* start INPUT DATA *
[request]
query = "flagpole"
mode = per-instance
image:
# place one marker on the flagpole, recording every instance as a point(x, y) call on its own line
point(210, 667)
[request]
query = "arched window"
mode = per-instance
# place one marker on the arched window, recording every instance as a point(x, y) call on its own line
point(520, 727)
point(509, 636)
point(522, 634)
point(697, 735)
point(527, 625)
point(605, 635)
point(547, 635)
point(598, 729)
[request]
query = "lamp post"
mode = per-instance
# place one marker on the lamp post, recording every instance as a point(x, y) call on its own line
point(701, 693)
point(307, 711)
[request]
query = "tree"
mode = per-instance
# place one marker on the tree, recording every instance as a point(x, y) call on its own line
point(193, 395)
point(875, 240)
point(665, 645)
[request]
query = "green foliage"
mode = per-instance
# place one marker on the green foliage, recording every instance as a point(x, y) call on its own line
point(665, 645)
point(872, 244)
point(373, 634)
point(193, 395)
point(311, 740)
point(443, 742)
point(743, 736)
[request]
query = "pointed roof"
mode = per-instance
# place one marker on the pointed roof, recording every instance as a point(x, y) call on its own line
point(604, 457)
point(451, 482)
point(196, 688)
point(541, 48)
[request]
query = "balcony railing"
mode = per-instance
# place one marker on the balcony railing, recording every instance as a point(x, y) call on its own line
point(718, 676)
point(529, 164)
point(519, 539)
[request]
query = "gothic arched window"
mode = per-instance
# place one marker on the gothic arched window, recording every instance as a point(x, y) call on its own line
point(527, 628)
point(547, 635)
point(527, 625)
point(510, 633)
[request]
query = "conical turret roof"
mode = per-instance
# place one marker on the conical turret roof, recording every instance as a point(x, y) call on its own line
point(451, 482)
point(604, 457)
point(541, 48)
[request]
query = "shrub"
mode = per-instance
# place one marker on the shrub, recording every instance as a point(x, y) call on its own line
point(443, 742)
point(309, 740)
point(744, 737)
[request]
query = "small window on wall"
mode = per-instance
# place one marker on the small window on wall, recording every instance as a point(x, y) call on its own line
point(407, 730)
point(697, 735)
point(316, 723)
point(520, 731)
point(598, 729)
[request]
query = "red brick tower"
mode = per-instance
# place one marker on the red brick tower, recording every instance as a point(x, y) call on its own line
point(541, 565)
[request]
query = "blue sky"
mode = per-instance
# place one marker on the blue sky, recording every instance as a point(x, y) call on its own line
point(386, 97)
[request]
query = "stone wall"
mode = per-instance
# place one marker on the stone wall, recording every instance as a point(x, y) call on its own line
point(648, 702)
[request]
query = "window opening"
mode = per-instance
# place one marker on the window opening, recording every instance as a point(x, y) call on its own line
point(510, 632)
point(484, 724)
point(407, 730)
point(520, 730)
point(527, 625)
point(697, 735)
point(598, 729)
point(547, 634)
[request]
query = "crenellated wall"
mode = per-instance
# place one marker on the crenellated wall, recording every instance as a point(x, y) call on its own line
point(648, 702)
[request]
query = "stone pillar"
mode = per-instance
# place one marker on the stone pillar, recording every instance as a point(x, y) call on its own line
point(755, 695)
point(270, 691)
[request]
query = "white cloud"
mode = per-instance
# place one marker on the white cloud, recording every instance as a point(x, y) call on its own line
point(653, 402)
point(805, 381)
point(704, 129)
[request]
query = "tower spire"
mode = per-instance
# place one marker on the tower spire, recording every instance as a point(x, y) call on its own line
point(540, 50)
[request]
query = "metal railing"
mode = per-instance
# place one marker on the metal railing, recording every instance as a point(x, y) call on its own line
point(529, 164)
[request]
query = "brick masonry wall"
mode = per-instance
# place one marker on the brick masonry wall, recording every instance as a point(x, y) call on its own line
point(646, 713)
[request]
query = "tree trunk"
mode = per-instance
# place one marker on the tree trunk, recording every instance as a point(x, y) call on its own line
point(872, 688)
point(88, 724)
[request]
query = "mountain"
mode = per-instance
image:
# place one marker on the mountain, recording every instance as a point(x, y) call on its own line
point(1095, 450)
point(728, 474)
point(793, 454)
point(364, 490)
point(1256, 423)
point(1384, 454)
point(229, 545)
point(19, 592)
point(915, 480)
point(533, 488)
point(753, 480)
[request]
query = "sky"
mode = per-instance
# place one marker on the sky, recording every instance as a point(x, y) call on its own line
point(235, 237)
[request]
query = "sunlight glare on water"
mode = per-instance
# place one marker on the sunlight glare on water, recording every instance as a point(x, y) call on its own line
* end INPUT DATA *
DIRECTIONS
Recast every line of the items above as a numbered list, one line per number, leaving out any blank lines.

TASK RESPONSE
1. [request]
2. query = "flagpole"
3. mode = per-instance
4. image:
5. # place one marker on the flagpole, recording every instance as a point(x, y) call on its own line
6. point(210, 667)
7. [request]
8. query = "arched window"
9. mode = per-instance
10. # place one marker on the arched window, recording every instance as a point(x, y) call on its own line
11. point(520, 727)
12. point(509, 636)
13. point(522, 634)
14. point(697, 735)
15. point(527, 625)
16. point(605, 635)
17. point(547, 635)
18. point(598, 729)
19. [request]
20. query = "lamp post"
21. mode = per-instance
22. # place one marker on the lamp post, recording every instance as a point(x, y) call on its own line
23. point(701, 693)
24. point(307, 711)
25. [request]
26. query = "tree"
27. mode = per-instance
28. # place one marker on the tree, recording every instance as a point(x, y) call on its own line
29. point(193, 395)
30. point(875, 240)
31. point(665, 645)
32. [request]
33. query = "green foliage"
34. mode = per-instance
35. # place one marker on the green foliage, recording every instance as a point(x, y) call on its own line
36. point(665, 645)
37. point(872, 244)
38. point(373, 634)
39. point(193, 395)
40. point(311, 740)
41. point(443, 742)
42. point(743, 736)
43. [request]
44. query = "pointed roof"
45. mode = per-instance
46. # place one marker on the pointed roof, recording every instance as a point(x, y) call on its own line
47. point(604, 457)
48. point(451, 482)
49. point(196, 688)
50. point(541, 48)
51. [request]
52. query = "balcony railing"
53. mode = per-instance
54. # place one marker on the balcony railing, recording every instance as a point(x, y) call on its own line
55. point(718, 676)
56. point(529, 164)
57. point(519, 539)
58. [request]
59. query = "gothic arched window"
60. mode = per-instance
61. # place one marker on the gothic arched window, recording every instance as a point(x, y) call on its own line
62. point(527, 628)
63. point(547, 635)
64. point(527, 625)
65. point(510, 633)
66. [request]
67. query = "conical turret roof"
68. mode = per-instance
69. # place one marker on the conical turret roof, recording every instance as a point(x, y) call on its own line
70. point(451, 482)
71. point(604, 457)
72. point(541, 48)
73. [request]
74. query = "shrub"
75. mode = per-instance
76. # place one marker on the shrub, recording every instance as a point(x, y) call on its own line
77. point(443, 742)
78. point(309, 740)
79. point(744, 737)
80. [request]
81. query = "small window on wall"
82. mode = per-instance
83. # place one marker on the small window on wall, recording every instance as a point(x, y) call on its own line
84. point(407, 730)
85. point(697, 735)
86. point(316, 723)
87. point(520, 731)
88. point(598, 729)
89. [request]
90. query = "red brick tower"
91. mode = per-instance
92. # place one marker on the red brick tower, recording every instance as a point(x, y) call on its own line
93. point(541, 565)
94. [request]
95. query = "blue sky"
96. mode = per-instance
97. # place one marker on the blue sky, recording every instance as a point(x, y) call on its own line
98. point(386, 97)
99. [request]
100. query = "stone wall"
101. mode = per-instance
102. # place one marker on the stone wall, recording every instance as a point(x, y) call on its own line
103. point(648, 702)
104. [request]
105. query = "window opening"
106. mode = per-instance
107. # place one marker on the window opening, recording every instance as a point(x, y) call on its own line
108. point(510, 632)
109. point(484, 724)
110. point(407, 730)
111. point(520, 730)
112. point(527, 625)
113. point(697, 735)
114. point(598, 729)
115. point(547, 634)
116. [request]
117. query = "crenellated wall"
118. mode = per-instance
119. # place one marker on the crenellated wall, recording every instance as a point(x, y) call on its own line
120. point(648, 702)
121. [request]
122. query = "stone pillar"
123. mode = per-instance
124. # place one marker on the stone pillar, recording every instance as a point(x, y) call on its own line
125. point(755, 695)
126. point(270, 691)
127. [request]
128. query = "white cloud"
129. mode = per-instance
130. # place one marker on the white cloud, recording every instance as a point(x, y) call on its own line
131. point(653, 402)
132. point(805, 381)
133. point(704, 129)
134. [request]
135. query = "tower spire"
136. mode = per-instance
137. # place one marker on the tower spire, recording every instance as a point(x, y) call on its own line
138. point(540, 50)
139. [request]
140. query = "metal railing"
141. mode = per-instance
142. # place one marker on the metal railing, recording every instance as a point(x, y) call on its own line
143. point(529, 164)
144. [request]
145. query = "brick masonry wall"
146. mode = per-instance
147. # place one marker on the brick masonry wall, recording every instance as a point(x, y) call on its own line
148. point(646, 713)
149. [request]
150. query = "tree trunk"
151. mode = per-instance
152. # place one marker on the tree trunk, recording every instance as a point(x, y) call on its own line
153. point(872, 688)
154. point(88, 724)
155. [request]
156. query = "mountain"
157. mode = per-instance
158. image:
159. # place one marker on the mountain, recording every instance as a point(x, y) call on its own line
160. point(1095, 450)
161. point(728, 474)
162. point(793, 454)
163. point(364, 490)
164. point(1256, 423)
165. point(1384, 454)
166. point(229, 545)
167. point(19, 592)
168. point(915, 480)
169. point(533, 488)
170. point(753, 480)
171. [request]
172. query = "sky"
173. mode = per-instance
174. # place one marker on the sky, recording every instance as a point(x, y) call on its own line
175. point(235, 237)
176. [request]
177. query = "sunlight glare on water"
178. mode = per-instance
179. # place one marker on the sunlight glare on water, recording every instance as a point(x, y) call on its own line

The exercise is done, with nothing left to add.